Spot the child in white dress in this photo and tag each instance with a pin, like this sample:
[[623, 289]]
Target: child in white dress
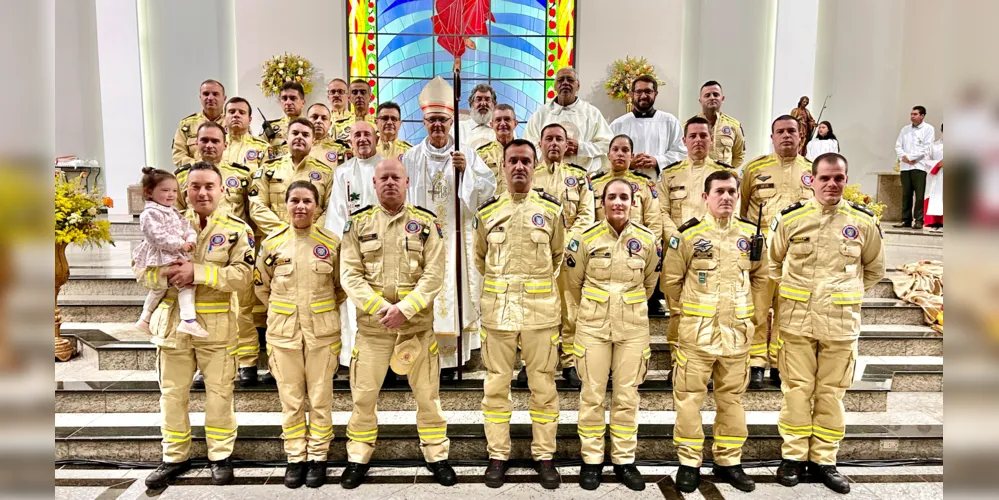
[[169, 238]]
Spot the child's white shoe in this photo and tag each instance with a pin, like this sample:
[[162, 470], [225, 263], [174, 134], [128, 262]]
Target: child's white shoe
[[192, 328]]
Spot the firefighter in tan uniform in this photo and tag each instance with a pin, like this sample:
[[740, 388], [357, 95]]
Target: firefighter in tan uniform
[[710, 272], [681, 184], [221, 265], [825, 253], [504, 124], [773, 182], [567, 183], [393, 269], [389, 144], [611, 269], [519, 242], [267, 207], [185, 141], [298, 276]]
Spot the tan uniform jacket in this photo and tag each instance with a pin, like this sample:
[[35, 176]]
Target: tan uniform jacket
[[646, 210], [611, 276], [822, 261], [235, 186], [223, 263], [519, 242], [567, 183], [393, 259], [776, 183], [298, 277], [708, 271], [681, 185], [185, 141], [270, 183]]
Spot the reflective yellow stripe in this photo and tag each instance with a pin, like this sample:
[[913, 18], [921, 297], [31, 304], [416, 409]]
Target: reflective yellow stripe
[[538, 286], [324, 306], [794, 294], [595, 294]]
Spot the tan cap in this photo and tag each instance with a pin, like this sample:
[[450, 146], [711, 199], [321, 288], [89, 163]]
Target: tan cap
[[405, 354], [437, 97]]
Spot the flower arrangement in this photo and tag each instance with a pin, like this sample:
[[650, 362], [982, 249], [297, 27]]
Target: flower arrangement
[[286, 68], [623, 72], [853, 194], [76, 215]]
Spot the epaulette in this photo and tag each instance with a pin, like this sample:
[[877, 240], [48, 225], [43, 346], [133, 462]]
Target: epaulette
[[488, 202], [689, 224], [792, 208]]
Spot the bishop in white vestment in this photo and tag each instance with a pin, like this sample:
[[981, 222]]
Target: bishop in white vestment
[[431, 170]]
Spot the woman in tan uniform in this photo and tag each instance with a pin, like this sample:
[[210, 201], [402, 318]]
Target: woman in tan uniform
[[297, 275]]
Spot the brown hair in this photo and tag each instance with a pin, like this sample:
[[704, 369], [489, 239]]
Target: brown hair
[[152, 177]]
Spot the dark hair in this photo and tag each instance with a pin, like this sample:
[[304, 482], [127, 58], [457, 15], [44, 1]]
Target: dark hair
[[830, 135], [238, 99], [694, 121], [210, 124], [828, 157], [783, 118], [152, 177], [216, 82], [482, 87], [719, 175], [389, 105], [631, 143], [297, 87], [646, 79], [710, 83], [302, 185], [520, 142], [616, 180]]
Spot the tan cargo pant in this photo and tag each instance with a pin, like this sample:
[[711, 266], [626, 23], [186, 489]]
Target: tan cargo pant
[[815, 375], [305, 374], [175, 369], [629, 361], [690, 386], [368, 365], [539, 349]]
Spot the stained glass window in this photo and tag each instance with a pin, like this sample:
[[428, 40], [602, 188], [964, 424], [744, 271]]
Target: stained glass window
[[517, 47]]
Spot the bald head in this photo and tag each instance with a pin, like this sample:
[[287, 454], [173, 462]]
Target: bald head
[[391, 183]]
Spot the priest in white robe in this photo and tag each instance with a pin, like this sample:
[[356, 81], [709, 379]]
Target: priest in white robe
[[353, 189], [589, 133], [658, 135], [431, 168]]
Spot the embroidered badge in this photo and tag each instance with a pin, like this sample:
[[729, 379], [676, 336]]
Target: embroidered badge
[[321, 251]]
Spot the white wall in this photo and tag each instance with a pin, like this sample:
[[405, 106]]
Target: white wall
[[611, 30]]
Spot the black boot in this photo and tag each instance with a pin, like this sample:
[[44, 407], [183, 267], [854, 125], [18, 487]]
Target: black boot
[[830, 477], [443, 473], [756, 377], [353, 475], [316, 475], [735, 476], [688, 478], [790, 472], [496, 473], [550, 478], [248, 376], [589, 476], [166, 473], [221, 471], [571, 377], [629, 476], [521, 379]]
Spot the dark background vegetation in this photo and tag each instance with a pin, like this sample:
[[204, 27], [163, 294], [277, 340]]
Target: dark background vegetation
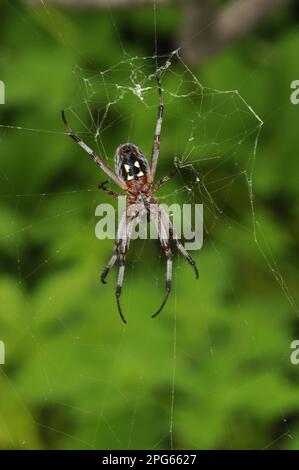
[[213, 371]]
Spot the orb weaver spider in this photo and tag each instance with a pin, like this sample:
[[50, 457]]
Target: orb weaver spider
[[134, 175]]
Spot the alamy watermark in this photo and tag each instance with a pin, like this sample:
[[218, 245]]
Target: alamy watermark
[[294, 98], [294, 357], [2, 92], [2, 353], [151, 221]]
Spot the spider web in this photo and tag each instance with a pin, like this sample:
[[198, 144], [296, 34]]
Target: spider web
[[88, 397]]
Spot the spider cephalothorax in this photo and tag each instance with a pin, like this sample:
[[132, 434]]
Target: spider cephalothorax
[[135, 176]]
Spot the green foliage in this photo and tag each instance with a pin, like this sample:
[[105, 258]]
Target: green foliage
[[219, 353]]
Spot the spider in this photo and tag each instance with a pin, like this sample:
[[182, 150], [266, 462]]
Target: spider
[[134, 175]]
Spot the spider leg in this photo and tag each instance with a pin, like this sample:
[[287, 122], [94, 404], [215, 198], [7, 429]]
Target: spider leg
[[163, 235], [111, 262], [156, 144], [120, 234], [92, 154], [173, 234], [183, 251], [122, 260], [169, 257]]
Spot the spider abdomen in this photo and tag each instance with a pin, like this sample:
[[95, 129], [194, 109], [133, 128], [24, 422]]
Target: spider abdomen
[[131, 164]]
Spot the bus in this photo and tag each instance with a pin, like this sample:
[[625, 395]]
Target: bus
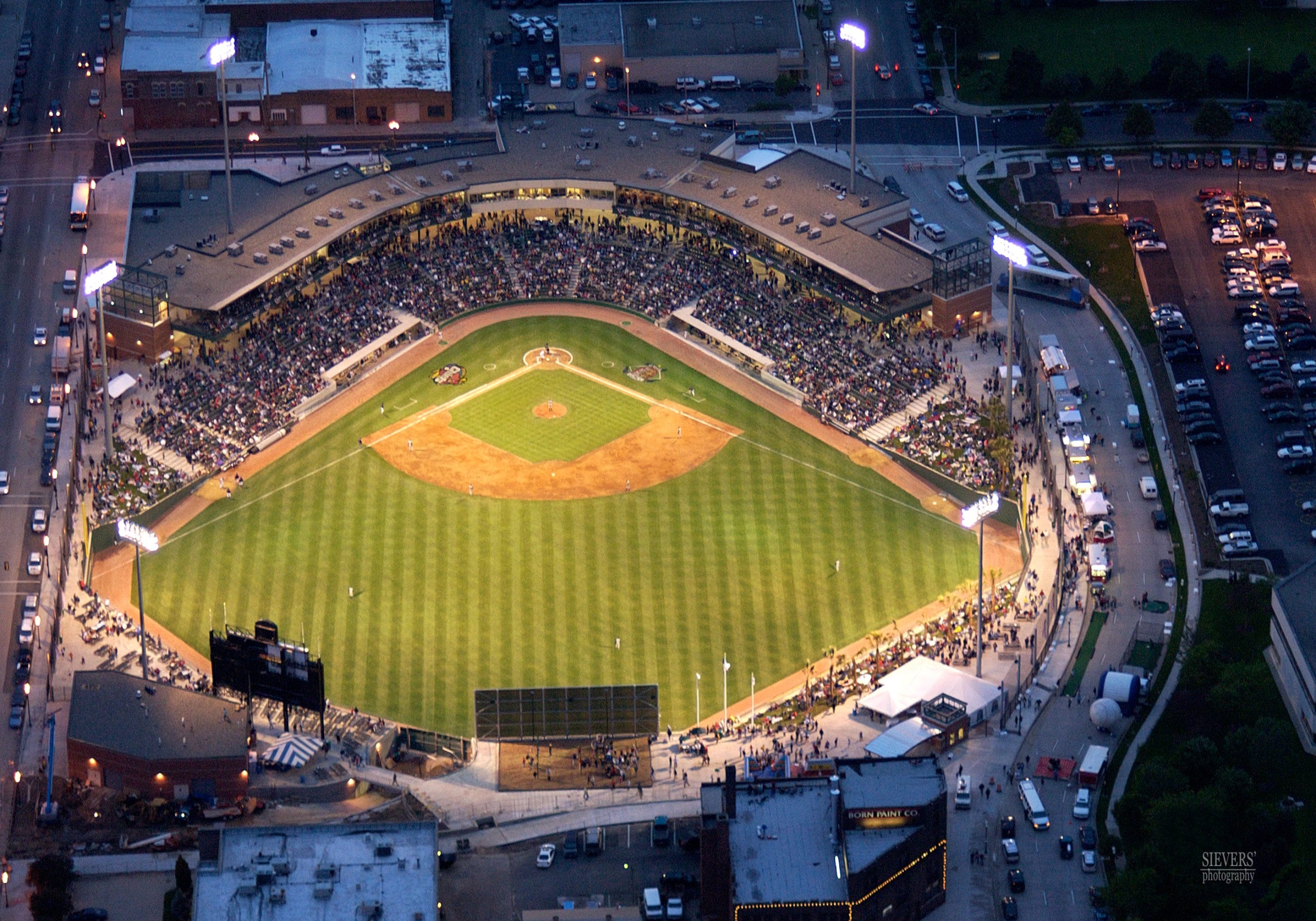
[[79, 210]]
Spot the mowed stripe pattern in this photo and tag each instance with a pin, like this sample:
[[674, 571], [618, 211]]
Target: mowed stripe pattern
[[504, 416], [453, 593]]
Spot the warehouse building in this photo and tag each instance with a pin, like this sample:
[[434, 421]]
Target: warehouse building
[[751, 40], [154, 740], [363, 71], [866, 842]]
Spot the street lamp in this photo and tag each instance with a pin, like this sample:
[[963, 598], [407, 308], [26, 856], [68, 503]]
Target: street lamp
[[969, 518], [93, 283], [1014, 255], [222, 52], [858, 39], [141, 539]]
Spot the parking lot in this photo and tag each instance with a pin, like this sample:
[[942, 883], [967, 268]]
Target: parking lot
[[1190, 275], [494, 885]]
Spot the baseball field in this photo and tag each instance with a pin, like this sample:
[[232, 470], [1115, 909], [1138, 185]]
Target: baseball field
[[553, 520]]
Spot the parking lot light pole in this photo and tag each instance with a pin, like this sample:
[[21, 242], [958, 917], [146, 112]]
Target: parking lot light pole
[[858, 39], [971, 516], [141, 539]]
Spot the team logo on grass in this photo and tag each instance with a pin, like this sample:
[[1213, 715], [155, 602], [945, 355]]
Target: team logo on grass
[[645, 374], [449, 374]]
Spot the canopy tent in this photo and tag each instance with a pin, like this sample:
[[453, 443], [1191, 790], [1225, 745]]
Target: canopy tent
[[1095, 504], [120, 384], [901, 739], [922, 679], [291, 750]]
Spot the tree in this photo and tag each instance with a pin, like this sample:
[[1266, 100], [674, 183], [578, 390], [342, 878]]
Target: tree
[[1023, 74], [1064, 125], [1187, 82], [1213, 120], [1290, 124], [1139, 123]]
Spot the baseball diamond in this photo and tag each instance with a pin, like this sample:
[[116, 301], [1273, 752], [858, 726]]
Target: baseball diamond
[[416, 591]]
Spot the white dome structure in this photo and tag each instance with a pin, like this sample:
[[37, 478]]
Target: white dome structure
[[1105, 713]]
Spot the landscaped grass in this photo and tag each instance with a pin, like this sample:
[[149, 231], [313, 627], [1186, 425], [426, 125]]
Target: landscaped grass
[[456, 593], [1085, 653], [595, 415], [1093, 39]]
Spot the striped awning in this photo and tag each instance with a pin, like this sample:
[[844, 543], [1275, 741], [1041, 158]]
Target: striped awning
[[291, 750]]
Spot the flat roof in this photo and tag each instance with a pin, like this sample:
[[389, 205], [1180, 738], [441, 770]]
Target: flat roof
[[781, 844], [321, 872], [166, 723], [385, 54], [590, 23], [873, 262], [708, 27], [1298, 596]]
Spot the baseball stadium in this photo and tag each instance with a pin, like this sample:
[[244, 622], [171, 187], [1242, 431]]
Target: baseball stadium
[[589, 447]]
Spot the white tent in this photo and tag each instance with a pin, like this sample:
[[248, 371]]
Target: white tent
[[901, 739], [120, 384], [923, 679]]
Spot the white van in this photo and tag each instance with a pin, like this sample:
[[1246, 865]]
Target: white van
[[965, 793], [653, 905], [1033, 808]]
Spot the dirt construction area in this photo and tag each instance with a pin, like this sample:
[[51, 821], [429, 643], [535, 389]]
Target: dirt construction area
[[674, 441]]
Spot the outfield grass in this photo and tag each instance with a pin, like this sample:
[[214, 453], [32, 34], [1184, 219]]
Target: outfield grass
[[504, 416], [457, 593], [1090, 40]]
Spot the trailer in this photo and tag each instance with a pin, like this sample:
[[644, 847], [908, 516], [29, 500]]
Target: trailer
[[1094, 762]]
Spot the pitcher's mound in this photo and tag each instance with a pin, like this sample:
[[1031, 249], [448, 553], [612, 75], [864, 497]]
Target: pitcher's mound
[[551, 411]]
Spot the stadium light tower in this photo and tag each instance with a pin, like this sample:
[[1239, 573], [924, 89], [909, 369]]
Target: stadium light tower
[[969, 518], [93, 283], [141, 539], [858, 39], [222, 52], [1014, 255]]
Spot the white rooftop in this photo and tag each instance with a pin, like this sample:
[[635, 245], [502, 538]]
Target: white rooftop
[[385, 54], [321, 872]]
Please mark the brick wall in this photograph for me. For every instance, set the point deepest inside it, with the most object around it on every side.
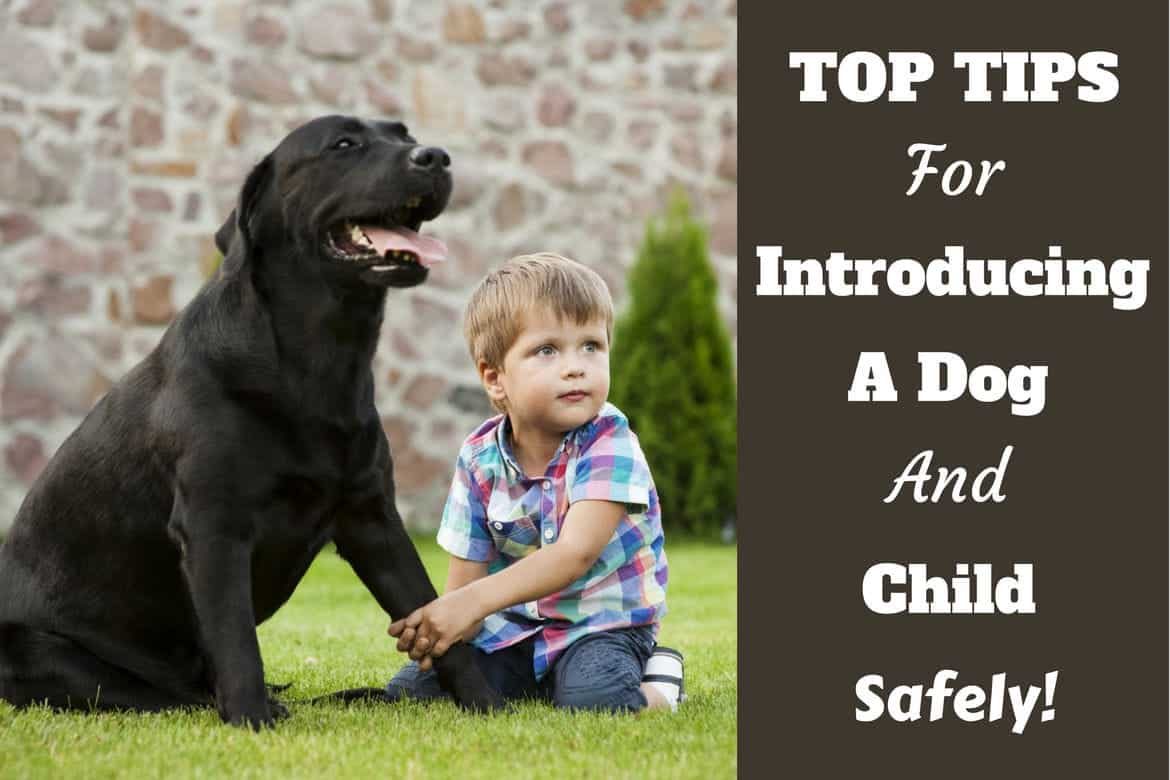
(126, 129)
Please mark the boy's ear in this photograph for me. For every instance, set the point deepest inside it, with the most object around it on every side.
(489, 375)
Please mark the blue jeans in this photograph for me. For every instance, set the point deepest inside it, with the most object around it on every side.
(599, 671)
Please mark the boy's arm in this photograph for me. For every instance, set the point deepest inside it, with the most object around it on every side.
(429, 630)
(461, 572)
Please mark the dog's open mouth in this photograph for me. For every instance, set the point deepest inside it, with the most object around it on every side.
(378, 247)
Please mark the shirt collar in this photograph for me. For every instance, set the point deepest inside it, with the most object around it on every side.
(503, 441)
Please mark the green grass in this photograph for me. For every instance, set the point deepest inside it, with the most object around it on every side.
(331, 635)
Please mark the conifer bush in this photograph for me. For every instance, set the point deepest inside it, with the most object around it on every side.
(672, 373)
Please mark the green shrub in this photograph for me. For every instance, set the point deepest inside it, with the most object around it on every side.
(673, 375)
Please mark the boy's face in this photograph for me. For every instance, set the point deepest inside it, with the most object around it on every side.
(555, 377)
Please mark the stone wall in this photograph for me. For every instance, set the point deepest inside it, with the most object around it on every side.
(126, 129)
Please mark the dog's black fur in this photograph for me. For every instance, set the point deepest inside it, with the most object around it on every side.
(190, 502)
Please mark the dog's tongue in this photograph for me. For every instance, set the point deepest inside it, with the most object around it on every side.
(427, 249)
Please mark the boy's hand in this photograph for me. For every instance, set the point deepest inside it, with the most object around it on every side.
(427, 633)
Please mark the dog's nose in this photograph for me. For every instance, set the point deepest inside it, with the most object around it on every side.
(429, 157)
- - -
Task item = The answer should consist solely of the lines from the one that contains "Please mark the boy's hand" through the end of the material above, copied exactly.

Solution below =
Please mark the boy's hand in this photograph for me. For every instance, set the point deepest inside it, with the most object around it on every side.
(427, 633)
Please mark the dog's nose in this photograph for me. For every instance, set the point deepest inside it, with the most object around it on every side.
(429, 157)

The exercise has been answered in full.